* **ZIEL A**:
Geben Sie den Abschnitt des Textes über die kanadischen Panzer in Lettland wieder, beginnend mit „NATO-Partner Kanada hat“ und fortlaufend bis „im Nordosten Europas.“. Ändern Sie dabei „Panzer“ zu „Kampfpanzer“.
* **ZIEL B**:
Erläutern Sie anhand des Textes über die kanadischen Panzer in Lettland, weshalb der lettische Verteidigungsminister die Stationierung als wichtigen Schritt bezeichnet.
* **ZIEL C**:
Übersetzen Sie folgenden Satz aus dem Text über die kanadischen Panzer in Lettland ins Englische: „Kanada führt in Lettland seit 2017 als sogenannte Rahmennation einen etwa 1.700 Mann starken multinationalen NATO-Gefechtsverband - es ist die größte Auslandsmission des nordamerikanischen Landes.“

* **VORLIEGENDER TEXT**:
————

NATO-Partner Kanada hat 15 Panzer vom Typ "Leopard 2" in Lettland stationiert. "Dies ist ein wichtiger Schritt zur Stärkung der Abschreckungs- und Kampffähigkeiten der NATO in der Region", schrieb der lettische Verteidigungsminister Andris Spruds auf der Online-Plattform X (vormals Twitter). Damit rücke der Ausbau der bisherigen Truppenpräsenz auf Brigade-Niveau näher. Der kanadische Botschafter in Lettland, Brian Szwarc, bestätigte auf X das Eintreffen der Panzer in dem an Russland und Belarus grenzenden EU-Land im Nordosten Europas.

Kanada führt in Lettland seit 2017 als sogenannte Rahmennation einen etwa 1.700 Mann starken multinationalen NATO-Gefechtsverband - es ist die größte Auslandsmission des nordamerikanischen Landes. Nach Russlands Angriff auf die Ukraine hatte Kanada zugesagt, seine Präsenz an der NATO-Ostflanke zu verstärken und mehr Truppen samt Ausrüstung nach Lettland entsenden. Dazu hatten die damaligen Verteidigungsministerinnen der beiden NATO-Länder im Juli eine Vereinbarung unterzeichnet - einen Fahrplan zur Aufstellung einer NATO-Brigade.

Der Kreml hat die viel kritisierte Praxis verteidigt, verurteilte russische Straftäter für den Kriegsdienst aus der Haft zu entlassen. Neben dem klassischen Begnadigungsverfahren, bei dem der Antrag eines Häftlings von mehreren Instanzen gebilligt werden muss, gebe es noch ein zweites, sagte Kremlsprecher Dmitri Peskow laut Agentur Interfax: "Der zweite Weg ist, dass sie ihre Schuld mit Blut begleichen. Die Verurteilten, unter ihnen auch Schwerverbrecher, büßen für ihr Verbrechen mit Blut auf dem Schlachtfeld."

————

* **GEGEBENE DATEN**:
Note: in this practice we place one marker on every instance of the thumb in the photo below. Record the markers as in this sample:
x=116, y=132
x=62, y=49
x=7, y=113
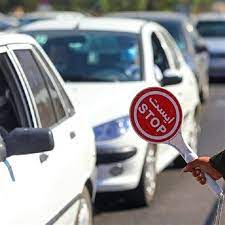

————

* **VOLLSTÄNDIGE ANTWORT A**:
NATO-Partner Kanada hat 15 Kampfpanzer vom Typ "Leopard 2" in Lettland stationiert. "Dies ist ein wichtiger Schritt zur Stärkung der Abschreckungs- und Kampffähigkeiten der NATO in der Region", schrieb der lettische Verteidigungsminister Andris Spruds auf der Online-Plattform X (vormals Twitter). Damit rücke der Ausbau der bisherigen Truppenpräsenz auf Brigade-Niveau näher. Der kanadische Botschafter in Lettland, Brian Szwarc, bestätigte auf X das Eintreffen der Kampfpanzer in dem an Russland und Belarus grenzenden EU-Land im Nordosten Europas.

* **VOLLSTÄNDIGE ANTWORT B**:
Laut Andris Spruds stärkt die Stationierung der 15 Panzer vom Typ „Leopard 2“ die Abschreckungs- und Kampffähigkeiten der NATO in der Region. Zudem rücke damit der Ausbau der bisherigen Truppenpräsenz auf Brigade-Niveau näher.

* **VOLLSTÄNDIGE ANTWORT C**:
Since 2017, Canada has led a multinational NATO battlegroup of about 1,700 troops in Latvia as the so-called framework nation; it is the North American country's largest foreign mission.